> Texto apresentado:
============================================================

BAGÉ: O CINEMA DO CHARQUE, DO HORIZONTE, DA FRONTEIRA E DO JOELHAÇO.
Qualquer dia que rolar um tempinho, vou colocar no papel os Festivais de Cinema que já conheci pelo Brasil. A quantidade não é importante. O que importa mesmo é constatar, em cada canto do país, o poder de mobilização desta coisa chamada Cinema.
Cheguei ontem (25) no começo da noite aqui na cidade de Bagé, extremo sul do país, para conhecer o Festival Internacional de Cinema da Fronteira, já em sua quinta edição. Bagé fica a praticamente 5 horas de Porto Alegre, de carro, por uma estrada das mais agradáveis. Ainda não deu para tomar pé da situação do evento, mas mesmo assim este Festival já provoca várias reflexões.
Primeiro porque sua sessão de abertura foi realizada no chamado Centro Histórico Santa Thereza (na foto, o cinema ao lado da capela histórica), que era um antigo charqueado que está sendo aos poucos devidamente restaurado e transformado em polo cultural. Me explicam por aqui que charqueado, no sul, equivale mais ou menos à carne seca nordestina, com a diferença que no sul a carne é desidratada pelo sal, e no nordeste isso acontece pela ação do sol. Ou seja, onde antes se secava a carne, agora se faz cinema e cultura. E o que é fazer cinema senão botar a carne pra secar, o pulso pra pulsar, a cara pra bater?
Também chama a atenção por aqui a espantosa imensidão dos horizontes. Estamos nos pampas gaúchos, onde tudo é plano, a vista alcança distâncias inimagináveis na cidade grande, e o mundo parece não ter fim. E o que é fazer cinema senão alargar os horizontes, aguçar as vistas e não permitir que nada interrompa o nosso olhar?

============================================================

> Dados fornecidos:
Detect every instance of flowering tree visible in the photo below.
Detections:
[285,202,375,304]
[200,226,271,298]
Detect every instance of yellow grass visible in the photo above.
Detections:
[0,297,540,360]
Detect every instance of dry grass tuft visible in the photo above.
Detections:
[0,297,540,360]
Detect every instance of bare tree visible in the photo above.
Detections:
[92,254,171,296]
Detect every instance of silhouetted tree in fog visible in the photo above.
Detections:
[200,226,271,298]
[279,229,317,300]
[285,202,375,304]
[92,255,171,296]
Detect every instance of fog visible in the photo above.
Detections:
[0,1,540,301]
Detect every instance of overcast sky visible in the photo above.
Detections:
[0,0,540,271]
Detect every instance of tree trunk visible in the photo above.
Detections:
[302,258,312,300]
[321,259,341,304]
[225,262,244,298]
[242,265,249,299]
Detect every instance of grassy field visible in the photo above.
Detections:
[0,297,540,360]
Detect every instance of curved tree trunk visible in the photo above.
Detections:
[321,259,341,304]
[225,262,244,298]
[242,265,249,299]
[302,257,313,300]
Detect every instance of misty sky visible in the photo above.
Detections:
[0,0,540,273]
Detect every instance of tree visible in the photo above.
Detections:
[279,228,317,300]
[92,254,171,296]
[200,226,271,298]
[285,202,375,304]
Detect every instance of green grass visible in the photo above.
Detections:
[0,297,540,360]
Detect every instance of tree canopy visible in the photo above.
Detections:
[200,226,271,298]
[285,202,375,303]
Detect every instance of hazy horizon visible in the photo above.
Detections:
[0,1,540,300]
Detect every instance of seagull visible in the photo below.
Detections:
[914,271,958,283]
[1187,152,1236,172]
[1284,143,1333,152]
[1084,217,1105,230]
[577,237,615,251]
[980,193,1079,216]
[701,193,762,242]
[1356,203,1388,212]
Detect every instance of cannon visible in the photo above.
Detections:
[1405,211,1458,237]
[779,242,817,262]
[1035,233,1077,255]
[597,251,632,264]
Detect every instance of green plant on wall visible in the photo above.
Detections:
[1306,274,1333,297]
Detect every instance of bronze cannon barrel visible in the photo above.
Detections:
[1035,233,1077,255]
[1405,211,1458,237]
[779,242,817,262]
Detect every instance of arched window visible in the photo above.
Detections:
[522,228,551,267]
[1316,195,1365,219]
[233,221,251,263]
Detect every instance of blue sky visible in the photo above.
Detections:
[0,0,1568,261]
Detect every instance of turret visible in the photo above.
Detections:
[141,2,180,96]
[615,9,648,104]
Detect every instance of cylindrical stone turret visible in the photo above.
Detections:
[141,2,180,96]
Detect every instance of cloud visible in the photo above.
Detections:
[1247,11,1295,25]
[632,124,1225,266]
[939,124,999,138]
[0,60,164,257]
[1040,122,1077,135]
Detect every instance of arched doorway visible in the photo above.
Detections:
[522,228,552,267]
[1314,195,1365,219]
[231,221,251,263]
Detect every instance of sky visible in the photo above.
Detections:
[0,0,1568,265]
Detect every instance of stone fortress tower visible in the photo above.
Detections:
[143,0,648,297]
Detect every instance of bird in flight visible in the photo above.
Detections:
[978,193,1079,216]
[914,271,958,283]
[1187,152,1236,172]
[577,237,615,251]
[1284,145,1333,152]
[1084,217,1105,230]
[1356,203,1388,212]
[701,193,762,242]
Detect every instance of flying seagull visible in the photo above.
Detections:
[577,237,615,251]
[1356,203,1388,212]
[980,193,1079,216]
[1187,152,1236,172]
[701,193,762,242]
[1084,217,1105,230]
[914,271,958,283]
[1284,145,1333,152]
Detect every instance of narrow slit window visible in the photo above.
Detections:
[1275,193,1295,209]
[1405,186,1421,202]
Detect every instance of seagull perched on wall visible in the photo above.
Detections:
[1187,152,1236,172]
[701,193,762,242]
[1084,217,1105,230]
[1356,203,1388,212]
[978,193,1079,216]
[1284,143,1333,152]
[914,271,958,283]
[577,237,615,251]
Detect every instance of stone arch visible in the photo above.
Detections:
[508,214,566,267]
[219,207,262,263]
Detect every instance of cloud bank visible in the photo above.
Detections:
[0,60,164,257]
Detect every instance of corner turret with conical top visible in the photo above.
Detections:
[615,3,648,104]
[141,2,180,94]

============================================================

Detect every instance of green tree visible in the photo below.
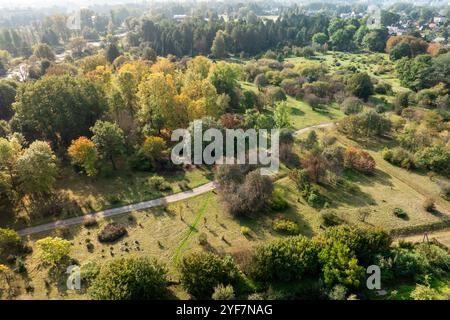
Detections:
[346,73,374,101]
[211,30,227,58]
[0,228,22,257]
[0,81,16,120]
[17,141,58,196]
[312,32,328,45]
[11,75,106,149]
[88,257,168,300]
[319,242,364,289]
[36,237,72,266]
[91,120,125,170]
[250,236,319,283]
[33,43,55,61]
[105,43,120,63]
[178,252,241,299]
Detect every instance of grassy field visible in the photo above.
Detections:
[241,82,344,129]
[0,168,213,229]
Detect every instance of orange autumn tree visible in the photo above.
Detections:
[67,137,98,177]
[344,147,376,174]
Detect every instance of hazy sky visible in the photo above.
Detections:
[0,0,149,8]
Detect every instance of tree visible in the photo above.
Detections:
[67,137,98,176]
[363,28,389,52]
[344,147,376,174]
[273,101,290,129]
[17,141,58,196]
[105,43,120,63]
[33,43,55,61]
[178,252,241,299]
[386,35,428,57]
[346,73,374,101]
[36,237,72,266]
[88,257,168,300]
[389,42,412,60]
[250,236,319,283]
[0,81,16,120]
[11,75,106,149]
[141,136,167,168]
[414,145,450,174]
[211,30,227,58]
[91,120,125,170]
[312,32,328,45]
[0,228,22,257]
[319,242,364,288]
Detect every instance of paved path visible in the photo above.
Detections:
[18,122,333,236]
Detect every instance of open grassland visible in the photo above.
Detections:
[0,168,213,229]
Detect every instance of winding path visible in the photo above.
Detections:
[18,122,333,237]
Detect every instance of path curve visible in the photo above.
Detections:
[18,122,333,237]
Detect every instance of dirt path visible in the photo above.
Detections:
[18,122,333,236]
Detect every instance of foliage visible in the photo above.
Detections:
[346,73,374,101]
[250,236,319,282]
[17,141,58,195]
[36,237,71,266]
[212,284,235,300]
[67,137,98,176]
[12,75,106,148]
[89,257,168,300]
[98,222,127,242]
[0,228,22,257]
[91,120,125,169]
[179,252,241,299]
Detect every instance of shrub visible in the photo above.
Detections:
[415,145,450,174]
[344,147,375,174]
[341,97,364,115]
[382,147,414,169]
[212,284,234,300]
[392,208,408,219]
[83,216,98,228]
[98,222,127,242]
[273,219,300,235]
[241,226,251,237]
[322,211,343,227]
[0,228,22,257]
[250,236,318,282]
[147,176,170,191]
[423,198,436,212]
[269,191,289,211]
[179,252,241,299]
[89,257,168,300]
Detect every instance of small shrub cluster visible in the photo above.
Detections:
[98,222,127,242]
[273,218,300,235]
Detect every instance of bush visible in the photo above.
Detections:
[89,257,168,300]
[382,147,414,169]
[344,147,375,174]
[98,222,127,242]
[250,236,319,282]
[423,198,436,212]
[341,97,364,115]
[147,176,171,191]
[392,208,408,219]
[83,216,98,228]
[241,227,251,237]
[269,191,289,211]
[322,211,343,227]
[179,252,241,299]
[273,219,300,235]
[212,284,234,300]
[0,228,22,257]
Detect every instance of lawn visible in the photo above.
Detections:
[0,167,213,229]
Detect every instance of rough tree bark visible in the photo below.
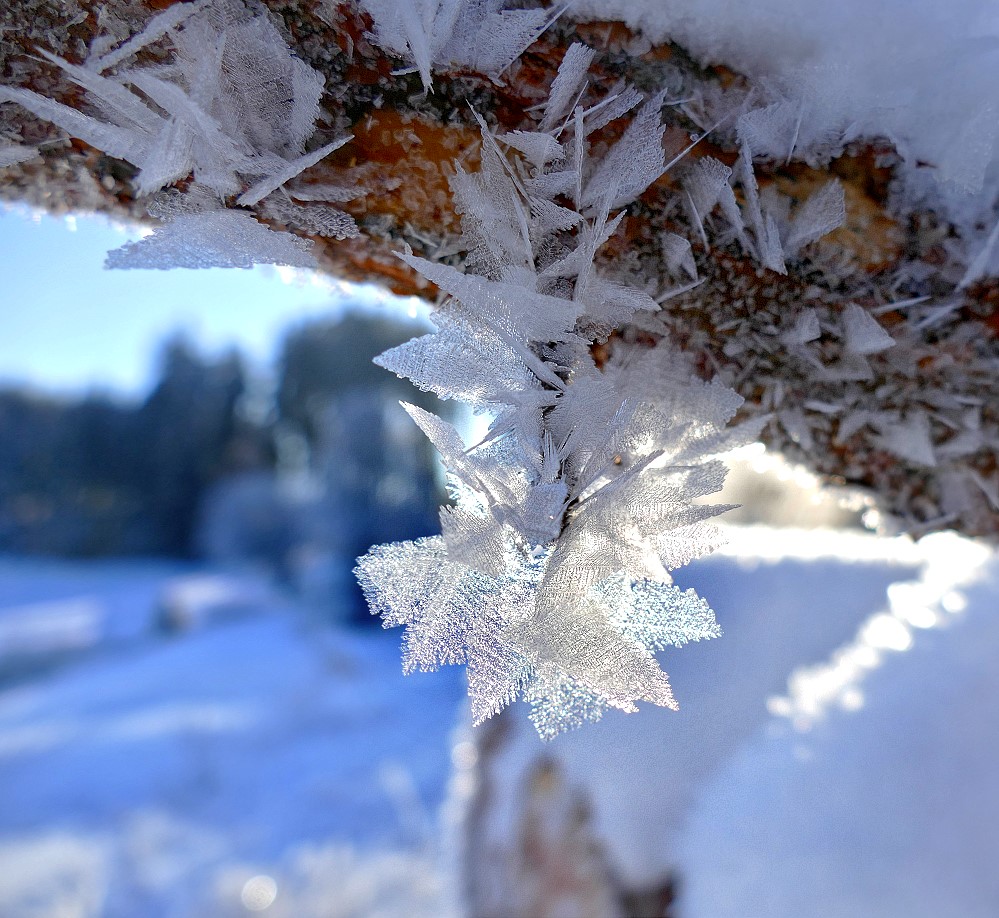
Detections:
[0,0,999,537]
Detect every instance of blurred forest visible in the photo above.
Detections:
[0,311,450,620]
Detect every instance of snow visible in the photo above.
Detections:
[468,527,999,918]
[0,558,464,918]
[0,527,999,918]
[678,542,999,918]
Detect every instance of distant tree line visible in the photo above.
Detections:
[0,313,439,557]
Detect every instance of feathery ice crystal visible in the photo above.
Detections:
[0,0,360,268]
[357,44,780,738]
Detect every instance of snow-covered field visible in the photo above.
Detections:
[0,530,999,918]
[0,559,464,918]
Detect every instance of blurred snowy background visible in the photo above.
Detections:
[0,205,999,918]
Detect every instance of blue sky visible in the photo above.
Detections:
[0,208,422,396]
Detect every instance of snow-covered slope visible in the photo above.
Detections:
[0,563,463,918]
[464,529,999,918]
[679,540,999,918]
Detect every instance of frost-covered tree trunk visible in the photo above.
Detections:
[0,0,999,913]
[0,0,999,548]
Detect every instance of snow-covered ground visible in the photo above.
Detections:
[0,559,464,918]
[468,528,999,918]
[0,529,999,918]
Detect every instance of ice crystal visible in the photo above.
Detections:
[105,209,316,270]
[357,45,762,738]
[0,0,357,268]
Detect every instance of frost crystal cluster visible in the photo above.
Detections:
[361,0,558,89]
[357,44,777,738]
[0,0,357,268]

============================================================

> O que fazer:
[1] Segundo o texto sobre Bagé, onde foi realizada a sessão de abertura do festival?
[2] Dê continuidade ao texto sobre Bagé a partir do ponto em que ele para.
A listagem não tem nenhuma relação com o texto sobre Bagé.

> Respostas dadas:
[1] No Centro Histórico Santa Thereza, um antigo charqueado que está sendo restaurado e transformado em polo cultural.

[2]
Um terceiro ponto: estamos há apenas 50 quilômetros do Uruguai. Um senhor carioca de nascimento e gaúcho por opção me conta que por aqui, historicamente, a fronteira sempre foi “elástica”, ou seja, gigantescos pedaços de terra poderiam pertencer ao Brasil, ao Uruguai ou mesmo à Argentina, dependendo apenas da situação política ou da movimentação das tropas. Uma região de campanha, como se fala, onde os sotaques se sobrepõem e os costumes se misturam. E o que é fazer cinema senão desafiar fronteiras, misturar culturas e de tudo isso extrair a verdadeira essência da vida?
E, por fim, vale lembrar que estamos em Bagé, terra de um dos mais emblemáticos personagens brasileiros, criação imortal de Luís Fernando Veríssimo: o Analista de Bagé. E o que é fazer cinema senão se submeter diariamente à questionável porém eficiente “terapia do joelhaço”, tão brilhantemente difundida por este inesquecível analista?
Sem dúvida, esta fronteira dá o que pensar…
Celso Sabadin viajou a Bagé a convite da produção do evento.